> _PASSAGE TO READ_
Declarative Vector Programming

Abhiroop Sarkar

OUTLINE

  • Motivation
  • My Master's Thesis
  • Lift-Vector : A library for vector programming
  • An alternate programming model?
  • Automatic Vectorization (if time permits)

Types of Parallel Machines

Flynn

Single Instruction Multiple Data

Simd

WHY SIMD?

  • Power efficient
  • Relative low cost in die area
  • Lesser FDE cycles for a given data size
  • ML algorithms are data parallel in nature
  • Numerical computing algorithms are data parallel

cvg

We focus on CPU vector programming.

  • More flexible memory model compared to GPUs
  • Easier to implement stack and recursion in CPUs
  • GPU data transfer bandwidth capped at 15 GB/s

x86 Instruction Set

  • Intel
    • SSE (Intel P6, 1999)
    • SSE2 (Intel Pentium M, 2003)
    • SSE3 (NetBurst - Pentium 4, 2004)
    • SSE4.1 (Intel Core, 2006)
    • SSE4.2 (Nehalem, 2008)
    • AVX (SandyBridge, 2011)
    • AVX2 (Haswell, 2013)
    • AVX512 (Canon Lake, 2018)
  • AMD

Compiler Support

  • GCC
  • LLVM Toolchain
  • Dyalog APL

Software Support

  • OpenMP
  • OpenCL

Can a purely functional language support vectorisation?

Enriching the question...

Can a purely functional language support vectorisation, preserving its original syntax and semantics while being as efficient as low level systems programming languages?

We will attempt to answer this throughout the rest of the presentation

MASTER'S THESIS

Superword Level Parallelism in the Glasgow Haskell Compiler

We will avoid talking about the engineering aspects and try to focus on the research side of the problem.

ghcpipe

Float supports FloatX4, a vector data type

Double supports DoubleX2, a vector data type

The user-level API

 -- constructors
packFloatX4#      :: (# Float#, Float#, Float#, Float# #) -> FloatX4#
broadcastFloatX4# :: Float# -> FloatX4#
 -- destructors
unpackFloatX4# :: FloatX4# (# Float#, Float#, Float#, Float# #)
 -- operations
plusFloatX4#   :: FloatX4# -> FloatX4# -> FloatX4#
minusFloatX4#  :: FloatX4# -> FloatX4# -> FloatX4#
timesFloatX4#  :: FloatX4# -> FloatX4# -> FloatX4#
divideFloatX4# :: FloatX4# -> FloatX4# -> FloatX4#

SSE as well as AVX support

Example : Vectorizing dot product

This spoils the declarative nature of Haskell!

> _TASK MATERIAL_
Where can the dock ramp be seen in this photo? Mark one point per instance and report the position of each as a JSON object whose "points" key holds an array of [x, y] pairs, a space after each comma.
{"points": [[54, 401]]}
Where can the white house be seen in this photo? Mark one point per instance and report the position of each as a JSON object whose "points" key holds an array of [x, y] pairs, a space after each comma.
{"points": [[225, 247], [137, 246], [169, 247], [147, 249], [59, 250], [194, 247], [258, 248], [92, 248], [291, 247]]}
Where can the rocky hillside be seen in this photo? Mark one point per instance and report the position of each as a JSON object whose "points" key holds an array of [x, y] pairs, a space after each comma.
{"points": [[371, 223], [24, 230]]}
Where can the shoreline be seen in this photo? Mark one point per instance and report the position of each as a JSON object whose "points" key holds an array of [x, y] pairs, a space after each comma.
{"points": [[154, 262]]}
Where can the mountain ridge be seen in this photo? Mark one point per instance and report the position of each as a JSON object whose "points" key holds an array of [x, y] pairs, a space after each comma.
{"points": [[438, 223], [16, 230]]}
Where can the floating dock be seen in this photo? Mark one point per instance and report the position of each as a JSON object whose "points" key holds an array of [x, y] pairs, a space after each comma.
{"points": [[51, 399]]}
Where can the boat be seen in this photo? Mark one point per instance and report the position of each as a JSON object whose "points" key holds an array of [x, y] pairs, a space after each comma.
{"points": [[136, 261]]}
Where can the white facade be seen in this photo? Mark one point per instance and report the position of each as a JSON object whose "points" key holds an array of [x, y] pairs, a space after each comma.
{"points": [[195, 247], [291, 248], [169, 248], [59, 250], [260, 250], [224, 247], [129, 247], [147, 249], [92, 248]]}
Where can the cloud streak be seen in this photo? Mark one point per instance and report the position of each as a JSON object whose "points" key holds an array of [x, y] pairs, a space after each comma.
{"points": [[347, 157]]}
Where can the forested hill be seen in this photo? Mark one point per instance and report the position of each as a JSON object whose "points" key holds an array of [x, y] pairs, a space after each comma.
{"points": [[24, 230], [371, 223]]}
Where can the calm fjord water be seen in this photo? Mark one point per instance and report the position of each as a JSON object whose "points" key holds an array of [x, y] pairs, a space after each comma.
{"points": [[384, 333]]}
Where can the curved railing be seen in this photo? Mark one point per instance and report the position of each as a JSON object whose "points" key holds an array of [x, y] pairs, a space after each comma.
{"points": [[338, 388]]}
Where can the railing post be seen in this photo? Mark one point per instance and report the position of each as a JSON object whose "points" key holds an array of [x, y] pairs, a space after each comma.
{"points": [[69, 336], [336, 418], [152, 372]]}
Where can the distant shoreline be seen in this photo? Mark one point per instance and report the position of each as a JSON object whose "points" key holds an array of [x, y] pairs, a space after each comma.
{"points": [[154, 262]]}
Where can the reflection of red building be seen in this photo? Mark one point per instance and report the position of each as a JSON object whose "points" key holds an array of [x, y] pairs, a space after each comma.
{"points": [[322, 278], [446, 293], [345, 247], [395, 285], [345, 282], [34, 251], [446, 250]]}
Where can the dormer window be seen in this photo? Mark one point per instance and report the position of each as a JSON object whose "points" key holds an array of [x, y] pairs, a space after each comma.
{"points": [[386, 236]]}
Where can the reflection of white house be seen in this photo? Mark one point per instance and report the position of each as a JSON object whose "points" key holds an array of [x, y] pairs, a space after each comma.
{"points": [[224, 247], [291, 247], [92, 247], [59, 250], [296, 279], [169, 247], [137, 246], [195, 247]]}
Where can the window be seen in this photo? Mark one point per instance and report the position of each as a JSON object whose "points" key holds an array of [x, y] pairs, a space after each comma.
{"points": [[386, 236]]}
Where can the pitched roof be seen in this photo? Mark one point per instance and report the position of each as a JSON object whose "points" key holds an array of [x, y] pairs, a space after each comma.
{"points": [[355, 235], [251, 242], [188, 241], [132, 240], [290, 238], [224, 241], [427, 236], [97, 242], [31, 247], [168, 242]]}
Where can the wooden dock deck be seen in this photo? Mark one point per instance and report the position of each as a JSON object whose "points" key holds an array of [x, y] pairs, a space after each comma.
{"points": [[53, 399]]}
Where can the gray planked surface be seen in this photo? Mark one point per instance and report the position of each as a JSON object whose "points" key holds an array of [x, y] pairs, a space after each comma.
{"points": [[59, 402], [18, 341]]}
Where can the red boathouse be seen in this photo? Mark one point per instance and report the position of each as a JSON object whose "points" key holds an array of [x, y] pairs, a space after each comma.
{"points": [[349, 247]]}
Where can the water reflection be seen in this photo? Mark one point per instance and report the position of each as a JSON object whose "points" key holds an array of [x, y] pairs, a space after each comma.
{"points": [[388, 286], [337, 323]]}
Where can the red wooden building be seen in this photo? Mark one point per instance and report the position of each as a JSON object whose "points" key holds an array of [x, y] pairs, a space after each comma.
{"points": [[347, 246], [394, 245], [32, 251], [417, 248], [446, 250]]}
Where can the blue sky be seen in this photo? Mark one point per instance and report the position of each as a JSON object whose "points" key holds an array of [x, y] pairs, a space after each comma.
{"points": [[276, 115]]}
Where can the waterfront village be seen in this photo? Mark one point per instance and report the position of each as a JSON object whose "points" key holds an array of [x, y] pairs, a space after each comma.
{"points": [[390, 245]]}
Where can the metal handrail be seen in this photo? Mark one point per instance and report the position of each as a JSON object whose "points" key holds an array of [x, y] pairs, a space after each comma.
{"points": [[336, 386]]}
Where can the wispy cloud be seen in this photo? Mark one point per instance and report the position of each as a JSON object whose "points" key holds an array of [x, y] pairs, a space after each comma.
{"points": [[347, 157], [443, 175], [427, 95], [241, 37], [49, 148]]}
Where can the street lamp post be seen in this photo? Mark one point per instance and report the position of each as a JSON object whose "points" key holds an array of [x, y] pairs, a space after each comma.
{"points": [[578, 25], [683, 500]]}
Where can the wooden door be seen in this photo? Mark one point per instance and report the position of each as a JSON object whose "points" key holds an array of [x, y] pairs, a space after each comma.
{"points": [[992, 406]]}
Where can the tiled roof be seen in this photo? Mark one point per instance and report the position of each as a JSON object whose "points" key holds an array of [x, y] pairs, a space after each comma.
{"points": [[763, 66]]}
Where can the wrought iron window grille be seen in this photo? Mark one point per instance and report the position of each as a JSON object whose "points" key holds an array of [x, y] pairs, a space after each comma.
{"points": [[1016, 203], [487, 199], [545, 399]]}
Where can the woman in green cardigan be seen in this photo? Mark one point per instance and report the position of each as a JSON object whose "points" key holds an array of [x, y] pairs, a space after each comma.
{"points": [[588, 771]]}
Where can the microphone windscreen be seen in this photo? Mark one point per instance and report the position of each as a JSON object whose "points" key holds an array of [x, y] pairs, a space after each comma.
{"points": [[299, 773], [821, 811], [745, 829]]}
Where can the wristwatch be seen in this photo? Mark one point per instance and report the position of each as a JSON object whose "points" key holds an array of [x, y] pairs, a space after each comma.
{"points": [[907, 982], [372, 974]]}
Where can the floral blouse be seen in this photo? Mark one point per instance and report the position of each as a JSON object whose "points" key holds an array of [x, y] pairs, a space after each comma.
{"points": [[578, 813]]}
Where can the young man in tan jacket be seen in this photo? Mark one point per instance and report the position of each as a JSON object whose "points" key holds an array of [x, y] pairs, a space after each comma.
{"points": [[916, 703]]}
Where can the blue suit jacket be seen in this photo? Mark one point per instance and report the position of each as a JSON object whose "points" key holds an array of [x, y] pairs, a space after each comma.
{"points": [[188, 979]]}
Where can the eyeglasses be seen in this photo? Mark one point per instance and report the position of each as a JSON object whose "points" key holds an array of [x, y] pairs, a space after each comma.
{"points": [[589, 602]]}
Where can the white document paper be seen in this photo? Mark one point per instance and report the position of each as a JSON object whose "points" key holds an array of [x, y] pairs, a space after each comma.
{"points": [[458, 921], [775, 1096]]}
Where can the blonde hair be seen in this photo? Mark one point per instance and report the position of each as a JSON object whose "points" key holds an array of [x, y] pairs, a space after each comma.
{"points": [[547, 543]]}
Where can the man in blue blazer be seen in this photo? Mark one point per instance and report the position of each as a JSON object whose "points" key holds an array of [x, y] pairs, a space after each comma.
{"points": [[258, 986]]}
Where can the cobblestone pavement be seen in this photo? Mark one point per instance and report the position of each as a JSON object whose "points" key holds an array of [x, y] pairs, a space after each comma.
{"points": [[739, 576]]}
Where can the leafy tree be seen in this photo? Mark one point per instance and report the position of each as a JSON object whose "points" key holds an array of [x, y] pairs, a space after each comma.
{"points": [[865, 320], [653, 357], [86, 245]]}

> _WORK TO DO_
(1) Answer these from the slides on declarative vector programming:
(a) Which Intel extension does the instruction set list pair with Haswell, 2013?
(b) Which vector data type does Double support?
(c) At what figure is GPU data transfer bandwidth said to be capped?
(2) In the records, start at the line containing "Where can the man" and continue through the end of the records. Rewrite those lines with "instance" changed to "occurrence" and nothing else altered.

> _RESPONSES TO THE EXERCISE_
(1)
(a) AVX2
(b) DoubleX2
(c) 15 GB/s

(2)
Where can the man in blue blazer be seen in this photo? Mark one point per occurrence and report the position of each as a JSON object whose "points" key holds an array of [x, y] pairs, a space after each comma.
{"points": [[258, 986]]}
Where can the cobblestone pavement be seen in this photo? Mark one point per occurrence and report the position of each as a JSON object whose "points" key holds an array of [x, y] pairs, a space after each comma.
{"points": [[739, 576]]}
Where can the leafy tree be seen in this photo? Mark one point per occurrence and report the position of each as a JSON object whose "points" key holds an array of [x, y] pairs, a space after each comma.
{"points": [[865, 320], [653, 357], [86, 245]]}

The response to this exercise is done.